_任务指令 1:_ 对照这篇关于排序学习领域自适应的论文摘要，判断以下各项是否与其相符：(a) 论文导师为周傲英；(b) 论文针对RankBoost提出了两种基于文档权重的算法；(c) 在语义实体识别方面，论文设计了CRF与SVM的组合框架。每项答“是”或“否”，并原样引用摘要中起决定作用的文字。
_任务指令 2:_ 紧接这篇关于排序学习领域自适应的论文摘要的最后一句续写。

_网页摘录:_
□ □ □ □ □
英文关键词：Domain Adaptation ; Learning to Rank ; Document Weighting ; Query Weighting ; Active Learning ; Domain Independent Feature ; Semantic Entity
学位年度：2011
导师：周傲英
学科代码：081203
学位授予单位：华东师范大学
论文提交日期：2011-04-01

摘要

随着监督式机器学习技术在各个领域的广泛应用,研究人员逐渐意识到,训练数据的缺乏是阻碍学习模型快速部署的关键因素之一。最近几年,如何解决训练数据缺乏的问题,已经成为机器学习,自然语言处理,信息检索、多媒体等领域的研究热点。
     排序学习是信息检索的关键问题之一。目前,基于监督的机器学习技术被认为是解决排序学习的最佳选择。如同传统监督式学习技术,目标领域缺乏训练数据也是排序学习正在面临的实际问题。针对排序学习,我们研究了如何利用其他相关领域的己有训练数据,学习出适用于目标领域的模型,即领域自适应。
     本文的主要贡献有以下几个方面：
     1.提出了基于文档权重的排序学习自适应框架。首先,利用领域分隔超平面估计源领域文档对目标领域的重要性；然后,把这些文档权重转换成文档对权重；最终,文档对权重可以集成到基于文档对的排序学习算法中。
     2.研究了著名的排序学习算法RankBoost的领域自适应问题。在基于文档权重的排序自适应框架下,提出了三种基于文档权重的RankBoost算法,并分别对它们进行了理论分析和试验比较。
     3.提出了直接在查询层次估计源领域查询对目标领域重要性的方法。在排序学习中,查询是带有相关性标签的文档集合,是排序学习的基本对象。我们分别从两个不同的角度进行查询权重估计：(1)将查询压缩成特征向量,然后采用传统的权重估计方法进行查询权重估计。(2)对每个源领域的查询,把它依次和目标领域查询进行比较；通过集成这些两两比较的结果,估计源领域查询对于目标领域的重要程度。
     4.提出了基于主动学习的排序学习自适应算法。为了获得目标领域特有的排序知识,采用主动学习技术,选择少量目标领域具有信息量的查询进行标注。这些查询可以弥补源领域所缺失的目标领域排序知识,同时,利用这些目标查询评估源查询对目标领域的重要性权重,从而充分利用源领域的训练数据。
     5.将领域自适应技术应用在语义实体识别中,提出了利用领域独立特征来增强领域自适应能力的方法。传统实体识别仅仅使用短文本特征,当训练文档和测试文档在风格上稍有差异时,性能便有明显下降。为解决该问题,我们设计了一个CRF与SVM的组合框架,通过该框架,短文本特征与领域独立特征可以有效的集成,最终获得的识别模型能够更好地适用于目标领域。
     针对不同的应用场景,本文研究了排序学习中的领域自适应问题。在目标领域没有标注数据的场景下,我们从样本权重的角度,研究了基于权重的排序学习领域自适应；在目标领域存在少量标注预算的场景下,我们研究了基于主动学习的排序自适应算法。另外,我们还研究了领域自适应在语义实体识别中的应用。从特征的角度,我们探讨了基于领域独立特征的语义实体识别领域自适应。我们在标准数据集上评价了算法的有效性。
     在实际应用中,比如多媒体新闻推荐,热点事件检测,情感分析,通用搜索,垂直搜索等等,通过本文提出的领域自适应技术,可以充分利用已有其他相关领域的标注数据,降低目标领域的标注成本,同时获得满意的目标领域模型。
With the widespread use of supervised machine learning techniques in many fields, researchers have considered that the scarce of training data in target domain becomes one of the important reasons which prevent us from quickly deploying a learned model. In re-cent years, how to resolve this problem has became a hot topic in several communities such as machine learning, natural language processing, information retrieval and multimedia.
□ □ □ □ □
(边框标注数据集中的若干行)

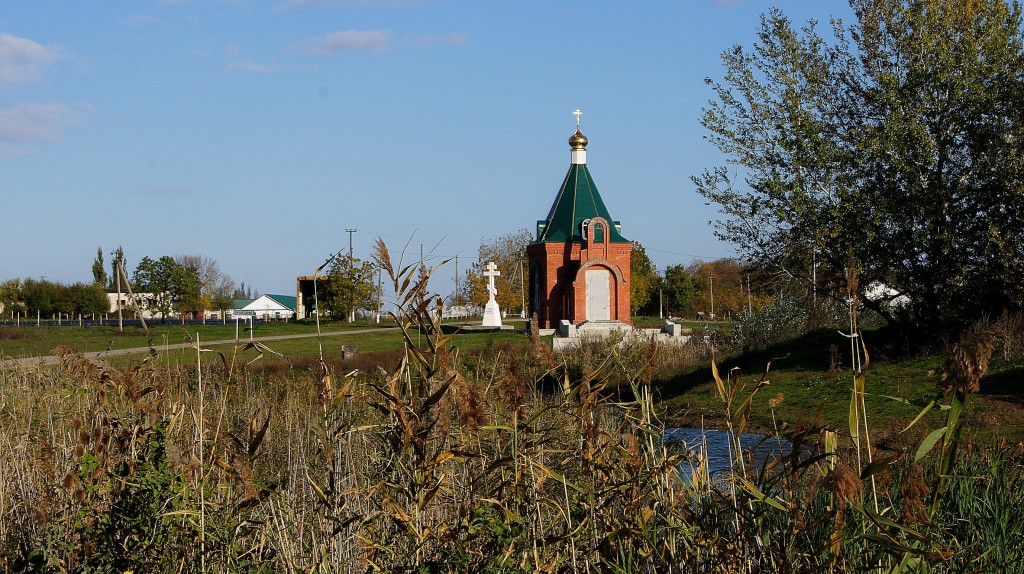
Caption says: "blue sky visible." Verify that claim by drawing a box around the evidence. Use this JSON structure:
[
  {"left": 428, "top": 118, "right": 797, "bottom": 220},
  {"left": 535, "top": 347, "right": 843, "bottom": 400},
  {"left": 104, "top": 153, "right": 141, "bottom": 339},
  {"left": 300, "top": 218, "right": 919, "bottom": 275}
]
[{"left": 0, "top": 0, "right": 849, "bottom": 294}]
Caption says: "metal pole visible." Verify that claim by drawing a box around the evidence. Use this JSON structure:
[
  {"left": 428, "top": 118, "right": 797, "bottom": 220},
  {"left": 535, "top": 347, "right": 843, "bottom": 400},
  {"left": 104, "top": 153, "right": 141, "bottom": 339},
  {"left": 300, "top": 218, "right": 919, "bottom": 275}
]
[
  {"left": 708, "top": 275, "right": 715, "bottom": 321},
  {"left": 345, "top": 229, "right": 358, "bottom": 257}
]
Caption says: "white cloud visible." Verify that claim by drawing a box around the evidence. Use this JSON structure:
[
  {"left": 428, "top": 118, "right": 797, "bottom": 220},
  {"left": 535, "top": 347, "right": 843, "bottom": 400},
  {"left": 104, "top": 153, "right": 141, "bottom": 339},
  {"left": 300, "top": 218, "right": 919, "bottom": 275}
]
[
  {"left": 227, "top": 60, "right": 316, "bottom": 74},
  {"left": 402, "top": 34, "right": 469, "bottom": 46},
  {"left": 118, "top": 14, "right": 163, "bottom": 28},
  {"left": 279, "top": 0, "right": 438, "bottom": 10},
  {"left": 128, "top": 187, "right": 199, "bottom": 196},
  {"left": 0, "top": 32, "right": 56, "bottom": 88},
  {"left": 0, "top": 103, "right": 71, "bottom": 143},
  {"left": 307, "top": 30, "right": 391, "bottom": 55},
  {"left": 227, "top": 61, "right": 285, "bottom": 74}
]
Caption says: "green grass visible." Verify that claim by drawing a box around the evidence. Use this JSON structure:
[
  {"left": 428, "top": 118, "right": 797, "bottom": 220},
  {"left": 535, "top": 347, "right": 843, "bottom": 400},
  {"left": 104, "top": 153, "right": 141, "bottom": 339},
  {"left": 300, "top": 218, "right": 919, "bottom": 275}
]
[
  {"left": 0, "top": 318, "right": 514, "bottom": 359},
  {"left": 658, "top": 330, "right": 1024, "bottom": 450},
  {"left": 148, "top": 329, "right": 528, "bottom": 364}
]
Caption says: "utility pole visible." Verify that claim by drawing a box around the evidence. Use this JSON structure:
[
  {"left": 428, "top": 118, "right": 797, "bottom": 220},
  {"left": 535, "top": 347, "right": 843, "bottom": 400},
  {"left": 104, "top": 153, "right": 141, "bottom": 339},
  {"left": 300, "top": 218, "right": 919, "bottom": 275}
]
[
  {"left": 708, "top": 275, "right": 715, "bottom": 321},
  {"left": 113, "top": 248, "right": 125, "bottom": 333},
  {"left": 746, "top": 273, "right": 754, "bottom": 314},
  {"left": 519, "top": 259, "right": 526, "bottom": 319},
  {"left": 345, "top": 229, "right": 358, "bottom": 258}
]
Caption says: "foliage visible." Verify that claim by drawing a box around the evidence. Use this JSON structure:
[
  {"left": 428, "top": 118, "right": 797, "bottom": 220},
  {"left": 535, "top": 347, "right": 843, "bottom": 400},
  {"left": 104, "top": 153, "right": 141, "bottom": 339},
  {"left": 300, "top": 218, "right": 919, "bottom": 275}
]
[
  {"left": 132, "top": 255, "right": 178, "bottom": 322},
  {"left": 0, "top": 244, "right": 1024, "bottom": 574},
  {"left": 317, "top": 252, "right": 377, "bottom": 320},
  {"left": 92, "top": 247, "right": 106, "bottom": 286},
  {"left": 174, "top": 255, "right": 236, "bottom": 311},
  {"left": 0, "top": 277, "right": 25, "bottom": 314},
  {"left": 630, "top": 241, "right": 658, "bottom": 315},
  {"left": 694, "top": 0, "right": 1024, "bottom": 328},
  {"left": 132, "top": 255, "right": 207, "bottom": 322},
  {"left": 662, "top": 265, "right": 698, "bottom": 316},
  {"left": 460, "top": 229, "right": 534, "bottom": 313}
]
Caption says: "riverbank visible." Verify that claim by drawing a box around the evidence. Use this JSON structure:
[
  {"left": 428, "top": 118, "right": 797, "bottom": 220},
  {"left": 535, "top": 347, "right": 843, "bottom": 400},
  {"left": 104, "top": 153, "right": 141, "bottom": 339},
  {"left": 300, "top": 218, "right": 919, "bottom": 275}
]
[{"left": 655, "top": 330, "right": 1024, "bottom": 452}]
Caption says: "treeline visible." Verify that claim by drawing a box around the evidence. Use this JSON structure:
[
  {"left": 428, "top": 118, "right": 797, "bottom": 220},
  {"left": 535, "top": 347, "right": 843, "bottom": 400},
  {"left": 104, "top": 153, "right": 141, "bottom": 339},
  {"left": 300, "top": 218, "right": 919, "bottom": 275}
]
[
  {"left": 692, "top": 0, "right": 1024, "bottom": 337},
  {"left": 0, "top": 248, "right": 247, "bottom": 320}
]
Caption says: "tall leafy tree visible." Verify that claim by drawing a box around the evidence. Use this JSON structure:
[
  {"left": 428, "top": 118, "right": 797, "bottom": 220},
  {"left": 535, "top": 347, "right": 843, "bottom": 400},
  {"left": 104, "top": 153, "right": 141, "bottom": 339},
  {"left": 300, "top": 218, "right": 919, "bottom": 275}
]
[
  {"left": 0, "top": 278, "right": 25, "bottom": 317},
  {"left": 132, "top": 255, "right": 182, "bottom": 323},
  {"left": 92, "top": 247, "right": 106, "bottom": 285},
  {"left": 317, "top": 253, "right": 377, "bottom": 320},
  {"left": 662, "top": 265, "right": 698, "bottom": 317},
  {"left": 630, "top": 241, "right": 659, "bottom": 314},
  {"left": 694, "top": 0, "right": 1024, "bottom": 327}
]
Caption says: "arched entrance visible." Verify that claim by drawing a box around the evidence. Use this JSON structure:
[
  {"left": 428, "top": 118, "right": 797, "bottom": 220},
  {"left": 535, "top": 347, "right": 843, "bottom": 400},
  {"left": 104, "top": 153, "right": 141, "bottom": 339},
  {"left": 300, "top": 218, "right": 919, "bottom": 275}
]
[{"left": 586, "top": 268, "right": 611, "bottom": 321}]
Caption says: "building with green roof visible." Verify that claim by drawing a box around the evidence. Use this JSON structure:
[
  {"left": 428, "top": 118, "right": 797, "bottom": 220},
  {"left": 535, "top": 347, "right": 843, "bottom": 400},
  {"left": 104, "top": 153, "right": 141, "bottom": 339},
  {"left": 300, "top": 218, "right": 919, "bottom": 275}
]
[{"left": 526, "top": 109, "right": 633, "bottom": 328}]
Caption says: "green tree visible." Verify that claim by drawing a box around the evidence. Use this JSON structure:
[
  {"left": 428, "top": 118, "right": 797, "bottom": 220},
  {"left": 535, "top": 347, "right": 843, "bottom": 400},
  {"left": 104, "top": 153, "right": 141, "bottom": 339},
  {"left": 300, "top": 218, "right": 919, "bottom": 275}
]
[
  {"left": 22, "top": 279, "right": 60, "bottom": 317},
  {"left": 460, "top": 229, "right": 534, "bottom": 313},
  {"left": 630, "top": 241, "right": 660, "bottom": 315},
  {"left": 0, "top": 278, "right": 25, "bottom": 317},
  {"left": 92, "top": 247, "right": 106, "bottom": 285},
  {"left": 317, "top": 252, "right": 377, "bottom": 320},
  {"left": 171, "top": 259, "right": 206, "bottom": 324},
  {"left": 132, "top": 255, "right": 181, "bottom": 323},
  {"left": 662, "top": 265, "right": 698, "bottom": 317},
  {"left": 694, "top": 0, "right": 1024, "bottom": 327}
]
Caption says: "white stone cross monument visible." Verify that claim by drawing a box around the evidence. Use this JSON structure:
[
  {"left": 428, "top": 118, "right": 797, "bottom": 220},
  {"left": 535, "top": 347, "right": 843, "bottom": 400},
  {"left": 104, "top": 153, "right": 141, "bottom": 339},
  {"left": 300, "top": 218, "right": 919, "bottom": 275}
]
[{"left": 482, "top": 261, "right": 502, "bottom": 326}]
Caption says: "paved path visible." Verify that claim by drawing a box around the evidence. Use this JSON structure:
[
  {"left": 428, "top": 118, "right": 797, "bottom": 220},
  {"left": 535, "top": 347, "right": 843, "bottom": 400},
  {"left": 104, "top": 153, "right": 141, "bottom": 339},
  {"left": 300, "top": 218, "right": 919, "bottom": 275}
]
[{"left": 3, "top": 326, "right": 398, "bottom": 366}]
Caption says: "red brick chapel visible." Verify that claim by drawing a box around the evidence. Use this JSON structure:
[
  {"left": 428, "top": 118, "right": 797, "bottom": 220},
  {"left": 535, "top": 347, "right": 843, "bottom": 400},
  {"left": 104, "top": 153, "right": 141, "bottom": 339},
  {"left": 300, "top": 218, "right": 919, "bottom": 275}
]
[{"left": 526, "top": 109, "right": 633, "bottom": 328}]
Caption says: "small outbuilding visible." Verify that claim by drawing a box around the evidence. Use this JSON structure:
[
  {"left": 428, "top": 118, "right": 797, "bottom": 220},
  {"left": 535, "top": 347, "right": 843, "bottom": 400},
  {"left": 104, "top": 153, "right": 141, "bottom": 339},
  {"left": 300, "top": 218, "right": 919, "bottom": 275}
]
[{"left": 232, "top": 295, "right": 296, "bottom": 319}]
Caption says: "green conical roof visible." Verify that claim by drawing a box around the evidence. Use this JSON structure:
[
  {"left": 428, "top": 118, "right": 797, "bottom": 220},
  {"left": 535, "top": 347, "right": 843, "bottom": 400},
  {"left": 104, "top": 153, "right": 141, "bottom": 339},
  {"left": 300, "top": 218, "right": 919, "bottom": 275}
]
[{"left": 537, "top": 163, "right": 630, "bottom": 244}]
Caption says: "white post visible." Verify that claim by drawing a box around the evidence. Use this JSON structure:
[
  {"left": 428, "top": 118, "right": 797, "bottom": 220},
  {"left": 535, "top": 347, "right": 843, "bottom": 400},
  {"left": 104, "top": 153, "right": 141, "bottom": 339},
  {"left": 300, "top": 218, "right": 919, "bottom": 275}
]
[{"left": 708, "top": 275, "right": 715, "bottom": 321}]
□ □ □ □ □
_书面答复 1:_
(a) 是。“导师：周傲英”
(b) 否。“提出了三种基于文档权重的RankBoost算法”
(c) 是。“我们设计了一个CRF与SVM的组合框架”

_书面答复 2:_
     Learning to rank is one of the key problems in information retrieval. To date the techniques based on supervised learning have been regarded as the best choice for learning to rank. However, like traditional supervised learning, we also need to resolve the similar problem in ranking learning, i.e. the lack of training data in target domain. For this purpose, we have investigated on how to effectively use labeled data in related domains to learn a model for target domain, which is referred as domain adaptation.
     The contributions of this paper include:
     1. We proposed a framework based on document weighting for learning to rank.. First, we estimate the source document's importance to target domain by domain separator; Then, the weight of document can be transformed to the weight of document pair, which may be integrated into pairwise ranking algorithms.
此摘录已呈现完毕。